» PROBLEMS TO WORK ON
1. Answer these questions using the article on container prices:
(a) What year-over-year gain did dry box newbuild prices record by the fourth quarter of 2020?
(b) What price threshold did 40ft high cube containers breach by 2Q21?
(c) Which two materials does John Fossey name as examples of increased input costs?
2. In the article on container prices, copy the part from "Container Equipment Prices Have" to "Forecast 2021/22 report." word for word.

» EXCERPTED PASSAGE
---
Container Equipment Prices Have Peaked And Are Expected To Moderate: Drewry
Prices of dry freight shipping containers have doubled over the past year to reach historic highs but will moderate over the next few years, according Drewry’s recently published Container Census & Leasing Annual Review and Forecast 2021/22 report.
Dry box newbuild prices rallied strongly in 2020 from the lows of the prior year to reach their highest level since 2011 by the fourth quarter, with a YoY gain of 75%. Then by 2Q21 40ft high cube containers breached the $6,500 threshold, more than doubling over the year, to reach their highest value since Drewry started monitoring container equipment prices back as far as 1998.
“Pricing has been driven by soaring demand for newbuild containers as shipping lines and lessors have been seeking to rebuild fleets in the face of chronic equipment availability due to widening disruption across the container supply chain,” said John Fossey, Head of Container Equipment & Leasing Research at Drewry. “But also increased input costs, particularly for Corten steel and flooring materials have also played a part. We expect dry box prices to peak in the third quarter and to soften thereafter, easing further over subsequent years as trade normalises.”
---
» DATA PROVIDED
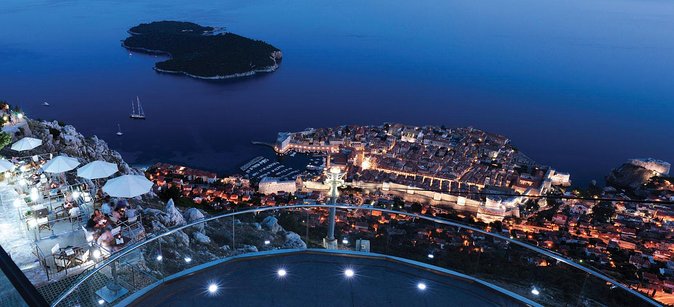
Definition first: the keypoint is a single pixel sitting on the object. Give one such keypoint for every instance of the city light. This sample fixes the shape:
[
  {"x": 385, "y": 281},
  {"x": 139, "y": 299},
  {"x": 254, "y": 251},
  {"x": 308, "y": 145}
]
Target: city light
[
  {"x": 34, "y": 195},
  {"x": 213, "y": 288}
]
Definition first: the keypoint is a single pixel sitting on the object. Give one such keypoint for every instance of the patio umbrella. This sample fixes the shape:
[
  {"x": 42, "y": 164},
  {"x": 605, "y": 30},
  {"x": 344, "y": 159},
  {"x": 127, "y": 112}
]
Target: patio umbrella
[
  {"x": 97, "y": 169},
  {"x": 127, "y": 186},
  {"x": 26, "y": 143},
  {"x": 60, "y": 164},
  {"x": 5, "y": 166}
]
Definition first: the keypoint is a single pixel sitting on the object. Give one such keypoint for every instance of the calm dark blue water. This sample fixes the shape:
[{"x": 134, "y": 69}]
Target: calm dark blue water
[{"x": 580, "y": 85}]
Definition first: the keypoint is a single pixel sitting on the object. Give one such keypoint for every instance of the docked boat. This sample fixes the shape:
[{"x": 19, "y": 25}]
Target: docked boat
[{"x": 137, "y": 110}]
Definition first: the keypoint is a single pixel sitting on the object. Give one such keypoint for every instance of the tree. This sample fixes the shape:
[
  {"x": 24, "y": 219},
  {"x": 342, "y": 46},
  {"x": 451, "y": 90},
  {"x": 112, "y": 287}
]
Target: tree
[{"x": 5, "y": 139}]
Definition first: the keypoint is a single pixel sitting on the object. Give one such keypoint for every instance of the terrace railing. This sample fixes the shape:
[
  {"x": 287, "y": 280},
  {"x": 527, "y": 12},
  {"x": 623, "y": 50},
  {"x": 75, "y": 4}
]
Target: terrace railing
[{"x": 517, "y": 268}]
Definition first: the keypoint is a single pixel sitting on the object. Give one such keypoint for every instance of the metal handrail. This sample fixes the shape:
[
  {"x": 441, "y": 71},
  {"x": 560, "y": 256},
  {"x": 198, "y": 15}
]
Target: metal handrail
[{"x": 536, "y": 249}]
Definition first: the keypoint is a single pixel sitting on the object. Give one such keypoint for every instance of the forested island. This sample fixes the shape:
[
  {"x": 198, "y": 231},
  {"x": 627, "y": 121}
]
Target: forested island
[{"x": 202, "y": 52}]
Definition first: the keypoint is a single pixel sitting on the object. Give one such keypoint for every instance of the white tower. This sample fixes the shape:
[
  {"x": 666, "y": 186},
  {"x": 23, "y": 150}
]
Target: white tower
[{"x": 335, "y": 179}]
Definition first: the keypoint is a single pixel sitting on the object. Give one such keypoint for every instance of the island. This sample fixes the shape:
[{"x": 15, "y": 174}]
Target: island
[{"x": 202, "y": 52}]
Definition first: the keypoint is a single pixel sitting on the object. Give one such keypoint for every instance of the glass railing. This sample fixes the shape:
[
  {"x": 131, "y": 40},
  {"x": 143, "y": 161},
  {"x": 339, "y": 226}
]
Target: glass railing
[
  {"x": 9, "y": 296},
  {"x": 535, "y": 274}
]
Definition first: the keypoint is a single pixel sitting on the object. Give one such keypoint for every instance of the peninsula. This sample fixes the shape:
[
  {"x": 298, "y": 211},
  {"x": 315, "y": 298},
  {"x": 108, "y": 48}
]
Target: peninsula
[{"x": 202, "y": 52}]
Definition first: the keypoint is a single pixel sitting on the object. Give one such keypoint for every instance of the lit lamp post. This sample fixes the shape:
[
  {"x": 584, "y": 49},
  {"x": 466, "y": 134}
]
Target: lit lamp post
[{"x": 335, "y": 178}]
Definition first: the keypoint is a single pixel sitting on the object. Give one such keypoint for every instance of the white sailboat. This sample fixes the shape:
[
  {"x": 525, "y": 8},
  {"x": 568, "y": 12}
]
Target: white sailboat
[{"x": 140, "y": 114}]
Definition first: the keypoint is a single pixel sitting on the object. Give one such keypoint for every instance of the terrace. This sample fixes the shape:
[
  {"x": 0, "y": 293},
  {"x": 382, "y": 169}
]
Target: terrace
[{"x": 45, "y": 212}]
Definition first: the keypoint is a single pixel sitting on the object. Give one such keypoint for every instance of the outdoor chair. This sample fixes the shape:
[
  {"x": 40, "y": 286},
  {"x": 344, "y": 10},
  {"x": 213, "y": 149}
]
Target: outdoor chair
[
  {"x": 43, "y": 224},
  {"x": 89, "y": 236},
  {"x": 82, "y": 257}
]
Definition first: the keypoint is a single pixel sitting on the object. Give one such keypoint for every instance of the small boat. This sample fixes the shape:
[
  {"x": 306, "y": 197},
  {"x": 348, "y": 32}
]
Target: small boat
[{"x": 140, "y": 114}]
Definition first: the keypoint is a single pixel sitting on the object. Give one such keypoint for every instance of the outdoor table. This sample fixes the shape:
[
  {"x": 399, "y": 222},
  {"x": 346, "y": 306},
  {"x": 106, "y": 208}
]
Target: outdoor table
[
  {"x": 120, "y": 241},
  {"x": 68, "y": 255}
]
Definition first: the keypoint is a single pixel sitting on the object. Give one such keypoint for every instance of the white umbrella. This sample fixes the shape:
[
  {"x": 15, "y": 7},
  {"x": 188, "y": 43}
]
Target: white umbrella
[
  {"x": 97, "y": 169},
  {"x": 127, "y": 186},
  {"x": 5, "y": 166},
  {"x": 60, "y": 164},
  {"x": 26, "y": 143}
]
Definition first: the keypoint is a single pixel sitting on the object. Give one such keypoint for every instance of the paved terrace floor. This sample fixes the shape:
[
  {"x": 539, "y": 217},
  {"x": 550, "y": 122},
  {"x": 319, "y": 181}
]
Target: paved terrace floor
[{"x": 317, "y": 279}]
---
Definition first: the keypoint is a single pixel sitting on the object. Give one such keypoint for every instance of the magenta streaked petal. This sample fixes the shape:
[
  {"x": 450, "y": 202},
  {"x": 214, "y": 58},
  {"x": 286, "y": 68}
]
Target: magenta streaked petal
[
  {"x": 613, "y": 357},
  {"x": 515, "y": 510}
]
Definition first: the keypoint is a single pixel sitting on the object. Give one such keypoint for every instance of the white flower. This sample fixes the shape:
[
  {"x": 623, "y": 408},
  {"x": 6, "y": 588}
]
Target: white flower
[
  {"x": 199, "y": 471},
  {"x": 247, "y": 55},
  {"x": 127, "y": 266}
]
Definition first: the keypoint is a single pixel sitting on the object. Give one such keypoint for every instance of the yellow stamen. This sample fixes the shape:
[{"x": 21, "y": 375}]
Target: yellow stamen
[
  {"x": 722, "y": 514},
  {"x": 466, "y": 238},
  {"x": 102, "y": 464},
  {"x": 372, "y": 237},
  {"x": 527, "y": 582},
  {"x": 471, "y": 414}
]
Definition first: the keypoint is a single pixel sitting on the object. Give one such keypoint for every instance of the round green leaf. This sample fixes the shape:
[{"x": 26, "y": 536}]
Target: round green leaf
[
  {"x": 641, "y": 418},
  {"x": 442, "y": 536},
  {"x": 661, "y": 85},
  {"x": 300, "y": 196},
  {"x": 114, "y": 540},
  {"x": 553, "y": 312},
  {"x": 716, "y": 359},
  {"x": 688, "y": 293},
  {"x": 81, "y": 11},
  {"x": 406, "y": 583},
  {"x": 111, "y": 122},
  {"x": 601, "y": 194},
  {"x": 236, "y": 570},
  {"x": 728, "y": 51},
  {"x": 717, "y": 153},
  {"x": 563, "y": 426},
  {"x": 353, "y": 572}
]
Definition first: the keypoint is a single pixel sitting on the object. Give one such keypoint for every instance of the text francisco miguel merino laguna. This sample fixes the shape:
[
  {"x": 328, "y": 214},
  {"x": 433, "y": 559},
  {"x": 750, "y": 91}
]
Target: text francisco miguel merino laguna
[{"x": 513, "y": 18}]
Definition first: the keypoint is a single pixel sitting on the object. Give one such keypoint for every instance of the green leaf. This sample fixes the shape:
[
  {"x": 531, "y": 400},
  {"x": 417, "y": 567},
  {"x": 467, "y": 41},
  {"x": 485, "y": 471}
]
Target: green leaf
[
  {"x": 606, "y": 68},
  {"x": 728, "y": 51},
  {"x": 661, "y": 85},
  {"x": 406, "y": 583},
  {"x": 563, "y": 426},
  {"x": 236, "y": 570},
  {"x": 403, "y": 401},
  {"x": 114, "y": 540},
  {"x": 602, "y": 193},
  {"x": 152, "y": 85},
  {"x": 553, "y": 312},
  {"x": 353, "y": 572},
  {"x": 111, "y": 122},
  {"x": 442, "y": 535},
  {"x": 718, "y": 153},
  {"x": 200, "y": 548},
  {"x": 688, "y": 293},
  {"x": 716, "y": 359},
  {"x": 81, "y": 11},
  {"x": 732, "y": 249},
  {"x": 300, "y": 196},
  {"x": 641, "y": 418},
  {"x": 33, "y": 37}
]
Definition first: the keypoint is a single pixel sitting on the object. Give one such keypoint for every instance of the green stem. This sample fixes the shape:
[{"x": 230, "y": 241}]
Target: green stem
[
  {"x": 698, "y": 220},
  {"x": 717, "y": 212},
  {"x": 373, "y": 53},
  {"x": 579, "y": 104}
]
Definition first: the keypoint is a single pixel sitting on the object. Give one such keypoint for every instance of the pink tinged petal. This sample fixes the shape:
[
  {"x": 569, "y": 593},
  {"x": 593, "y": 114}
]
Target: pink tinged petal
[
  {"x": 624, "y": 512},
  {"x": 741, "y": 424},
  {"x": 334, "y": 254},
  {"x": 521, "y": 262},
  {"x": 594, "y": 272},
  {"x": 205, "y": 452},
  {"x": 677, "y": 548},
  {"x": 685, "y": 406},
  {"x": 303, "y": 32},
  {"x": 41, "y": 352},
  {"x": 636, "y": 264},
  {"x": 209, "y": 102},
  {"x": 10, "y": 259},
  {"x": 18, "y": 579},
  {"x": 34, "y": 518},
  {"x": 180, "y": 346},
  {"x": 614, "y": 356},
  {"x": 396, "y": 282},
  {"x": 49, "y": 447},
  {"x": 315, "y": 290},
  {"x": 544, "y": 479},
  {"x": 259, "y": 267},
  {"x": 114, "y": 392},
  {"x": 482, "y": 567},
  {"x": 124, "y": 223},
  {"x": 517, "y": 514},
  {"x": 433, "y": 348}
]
---
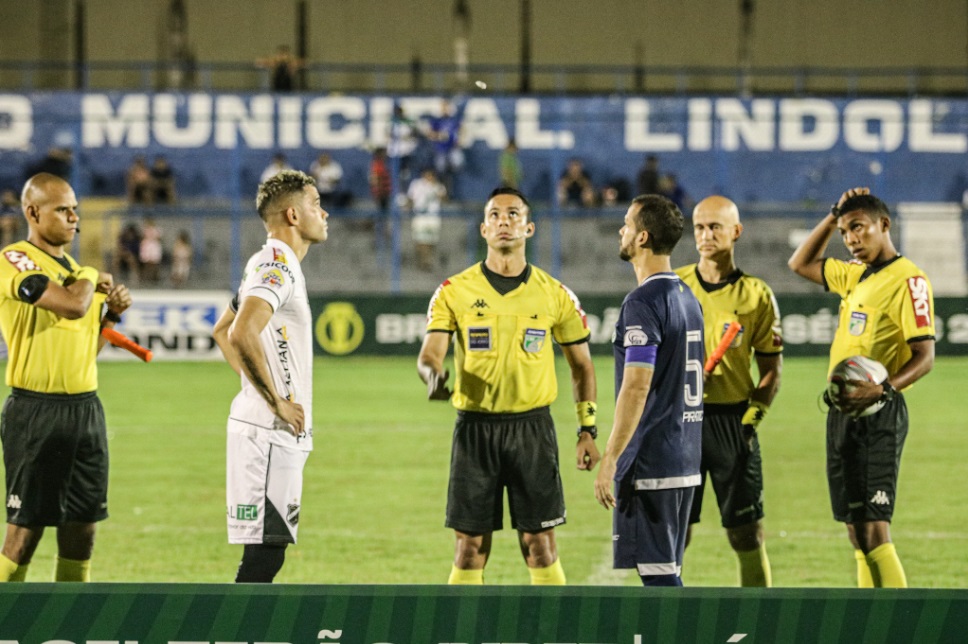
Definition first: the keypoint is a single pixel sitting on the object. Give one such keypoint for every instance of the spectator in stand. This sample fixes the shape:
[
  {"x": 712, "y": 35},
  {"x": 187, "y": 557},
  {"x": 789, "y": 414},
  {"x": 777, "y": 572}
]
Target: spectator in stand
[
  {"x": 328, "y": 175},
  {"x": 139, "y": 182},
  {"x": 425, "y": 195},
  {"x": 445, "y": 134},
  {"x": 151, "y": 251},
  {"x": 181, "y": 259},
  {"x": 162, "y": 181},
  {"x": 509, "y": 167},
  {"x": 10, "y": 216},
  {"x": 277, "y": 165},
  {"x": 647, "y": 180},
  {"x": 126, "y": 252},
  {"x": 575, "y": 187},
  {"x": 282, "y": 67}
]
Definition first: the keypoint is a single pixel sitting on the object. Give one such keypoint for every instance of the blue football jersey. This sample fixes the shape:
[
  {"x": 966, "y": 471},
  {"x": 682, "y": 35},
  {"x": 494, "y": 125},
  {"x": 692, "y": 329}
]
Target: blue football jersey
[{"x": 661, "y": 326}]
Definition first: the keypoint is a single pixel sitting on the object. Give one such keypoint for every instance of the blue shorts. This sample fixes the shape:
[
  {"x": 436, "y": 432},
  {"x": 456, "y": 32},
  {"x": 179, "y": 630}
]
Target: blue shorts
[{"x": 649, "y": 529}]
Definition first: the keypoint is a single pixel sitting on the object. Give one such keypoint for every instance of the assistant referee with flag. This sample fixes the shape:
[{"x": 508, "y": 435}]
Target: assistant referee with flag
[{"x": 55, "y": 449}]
---
» SOLUTIONS TO THE PROBLEMS
1.
(a) 75%
(b) $6,500
(c) Corten steel and flooring materials

2.
Container Equipment Prices Have Peaked And Are Expected To Moderate: Drewry
Prices of dry freight shipping containers have doubled over the past year to reach historic highs but will moderate over the next few years, according Drewry’s recently published Container Census & Leasing Annual Review and Forecast 2021/22 report.